▶ **EXERCISE REQUIREMENTS**:
1 – List every place name that appears in the interview transcript.
2 – Resume the interview transcript after its final line, in the same format.

His memoir, Called to Rise:
A Life in Faithful Service
to the Community That Made
Me, has just been published.
He's David O. Brown,
this is Overheard.
Let's be honest, is this
about the ability to learn
or is this about the experience
of not having been
taught properly?
How have you avoided what
has befallen other nations
in Africa?
You can say that he'd
made his own bed,
but you caused him
to sleep in it.
You saw a problem and
over time took it on.
Let's start with the sizzle
before we get to the steak,
are you gonna run for President?
I think I just
got an F from you.
This is Overheard.
(audience applause)
Chief Brown, welcome.
- Thank you.
- Thank you for being here,
and congratulations on the book.
I have to say, I kinda wish
you didn't have to write it.
Right, I wish the events
that propelled this book
to exist hadn't happened.
Although,
it's such an interesting
story that you tell
not just of July 7th
of 2016 but your own
life, and I think that
actually for a lot of us,
finding out about you as
the backdrop for this book
is worth the read.
- Yes, and I've been an
extremely private person,
even though a public figure
for various reasons but this
book reveals my thoughts,
my life, how it applied--
- Story behind the story.
- Purpose, meaning, yeah.
- The events, I should
say, of July 7th,
obviously people are aware
of them in the abstract,
or maybe in specific if they
paid attention to the news
of that day and after it.
Let's set this scene for
that and talk about that
a little bit before
we talk about you.
So, 2016 was a particularly
brutal year in this country
in terms of the relationship
between the police
and citizens.
You had 64 police
officers, I believe, shot,
you said in the book,
and 21 ambushed.
- Yes.
- And a thousand,
almost a thousand people
killed by the police.
- Yes.
- Also, last year.
- Yes, and it reached a
fever pitch in July after--
- Just to the run-up to this--
- Yes, for the shootings
in Baton Rouge, Louisiana
and the shootings in Minnesota.
- Alton Sterling in Louisiana,
Philando Castile in Minnesota.
Those both happened
over the July 4th--
- Weekend.
- Weekend.
- Yes.
- So that's really
the immediate backdrop
to what happened on
July 7th in Dallas
because those two
killings prompt protests,
rallies, all across the country.
Including one in Dallas
and the Dallas one
was really at the
same time happening,
similar events happening
in other places.
- Yes, and we felt that
this was a critical point
in police/community
relationships
and that this protest was
really important to manage well.
- Do you have any reason to
fear that things would go
off the rails on that day?
Going into that day, knowing
that people's tensions were
at a high point,
knowing everything
that had preceded this,
did you go into
this day thinking,
"We really have to plan
for this ending badly?"

[Part of a data file]

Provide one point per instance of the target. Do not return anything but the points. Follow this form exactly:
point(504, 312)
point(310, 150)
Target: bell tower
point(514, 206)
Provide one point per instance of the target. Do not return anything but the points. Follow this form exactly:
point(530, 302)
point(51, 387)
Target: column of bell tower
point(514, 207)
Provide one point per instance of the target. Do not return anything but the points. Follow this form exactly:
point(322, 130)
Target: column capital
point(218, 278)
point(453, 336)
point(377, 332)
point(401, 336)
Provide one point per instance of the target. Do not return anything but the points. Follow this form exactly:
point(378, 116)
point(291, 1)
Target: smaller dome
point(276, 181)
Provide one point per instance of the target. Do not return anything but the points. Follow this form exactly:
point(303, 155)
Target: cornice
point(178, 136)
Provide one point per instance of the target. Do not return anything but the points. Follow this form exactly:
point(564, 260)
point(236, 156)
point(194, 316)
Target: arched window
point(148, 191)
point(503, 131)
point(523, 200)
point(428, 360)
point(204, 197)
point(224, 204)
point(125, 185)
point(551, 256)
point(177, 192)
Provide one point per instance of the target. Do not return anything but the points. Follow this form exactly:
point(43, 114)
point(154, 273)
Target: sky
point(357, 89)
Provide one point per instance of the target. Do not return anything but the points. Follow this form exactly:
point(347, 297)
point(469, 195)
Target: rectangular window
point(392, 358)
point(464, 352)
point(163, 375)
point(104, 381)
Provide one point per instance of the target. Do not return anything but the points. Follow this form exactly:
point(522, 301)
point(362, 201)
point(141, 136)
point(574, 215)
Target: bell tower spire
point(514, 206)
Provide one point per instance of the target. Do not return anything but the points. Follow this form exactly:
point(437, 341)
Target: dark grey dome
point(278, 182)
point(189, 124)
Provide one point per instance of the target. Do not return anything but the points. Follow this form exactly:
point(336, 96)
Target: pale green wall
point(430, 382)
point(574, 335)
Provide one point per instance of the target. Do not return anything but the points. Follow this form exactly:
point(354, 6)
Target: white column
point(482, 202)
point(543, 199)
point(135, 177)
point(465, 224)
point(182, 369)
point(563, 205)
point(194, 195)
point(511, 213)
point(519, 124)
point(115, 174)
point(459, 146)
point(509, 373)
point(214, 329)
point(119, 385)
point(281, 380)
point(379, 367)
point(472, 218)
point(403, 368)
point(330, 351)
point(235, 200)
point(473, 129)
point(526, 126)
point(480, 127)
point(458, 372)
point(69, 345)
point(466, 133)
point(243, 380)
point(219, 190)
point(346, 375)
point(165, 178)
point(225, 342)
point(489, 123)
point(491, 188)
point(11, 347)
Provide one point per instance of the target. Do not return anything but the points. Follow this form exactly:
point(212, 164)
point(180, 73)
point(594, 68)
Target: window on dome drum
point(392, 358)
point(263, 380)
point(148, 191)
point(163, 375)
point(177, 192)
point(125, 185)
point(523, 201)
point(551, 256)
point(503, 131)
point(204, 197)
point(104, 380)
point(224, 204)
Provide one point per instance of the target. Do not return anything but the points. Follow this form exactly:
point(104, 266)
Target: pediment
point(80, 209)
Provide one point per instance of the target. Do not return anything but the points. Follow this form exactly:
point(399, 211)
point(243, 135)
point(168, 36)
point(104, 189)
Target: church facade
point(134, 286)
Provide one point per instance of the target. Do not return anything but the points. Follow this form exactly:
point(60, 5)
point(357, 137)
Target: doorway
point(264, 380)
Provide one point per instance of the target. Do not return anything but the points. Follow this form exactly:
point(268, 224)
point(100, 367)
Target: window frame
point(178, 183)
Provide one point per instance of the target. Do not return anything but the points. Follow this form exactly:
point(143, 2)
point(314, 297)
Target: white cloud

▶ **THE REPLIES**:
1 – Africa, Baton Rouge, Louisiana, Minnesota, Dallas

2 –
- No, actually it was
just the opposite.
We had met with the
planners of the protest
weeks before when we
knew the July 4th weekend
prompted this idea of
a national protest day.
And so we met with them, we were
in undercover capacity in
their planning meetings,
we were hearing what
they were planning to do,
they were planning to
have a peaceful protest
and they intentionally
wanted to be peaceful
because they wanted
the country to hear
their concerns and not be
distracted by violence,
or property damage or whatever.
So we knew that they
were gonna have speakers,
have a pretty stationary
event in a park downtown,
and then disperse.
That was the plan and
it was going to plan.
- And Dallas also, let's
say, not just any city
in this country, right?
It is the
the 9th largest city
in the entire country,
it has a long history
of issues around race.
- Yes, it does.
- And so, Dallas as
a particular backdrop
is an element of this story,
and maybe a greater
burden for this city
to show its best face.
- I agree.
And we were intentional in our
ways of managing this crowd.
We were making sure
that the best of Dallas
was gonna be--
- On display.
- Display.
- So the gentleman who
killed these police officers.
Five officers ultimately
died as a result of this day.
Micah Johnson was an Army
veteran, African American,
and he very specifically
said, we came to know,
that he was targeting
the police, and white
police, specifically,
as a result of these incidents
that have happened elsewhere.
- Yes, we learned
that later at the time
when we negotiated with him.
People think this was a
long, drawn-out event.
And it was to a certain extent,
but the shootout was
just a few minutes,
then we spent the time after
the suspect gets cornered,
three and a half hours
to try to bring it
to a peaceful conclusion,
even though there had been
the most extreme violence
you could imagine,
we still wanted to
give him an opportunity
to give up peacefully
and that opportunity
just didn't exist.
- Yeah, and so,
ultimately, as we now know
from watching the
events on that day,
you had a robot
with a bomb on it.
- A pound of C-4.
- Right, that you sent in,
and that's ultimately how
you resolved the situation.
He was killed and situation
was brought to a close
and that was it.
It could have been a
lot worse and in fact,
he talked about having
intentions for it
to have been a lot worse.
In fact, at one point he said
there were bombs all
over Dallas, right?
- Not just his intent to
create the most damage he could
to people.
He wanted to divide
us around race.
He particularly wanted
to target white cops,
so that we could
be more divided,
in this area of white cops
versus communities of color.
This was more than just,
the violence which
was bad enough,
but he wanted to spark something
that would divide our city,
divide our country even more.
- Right.
What allowed this situation
not to be worse than it was?
I mean, that's a strange
question, I'm sure.
What happened?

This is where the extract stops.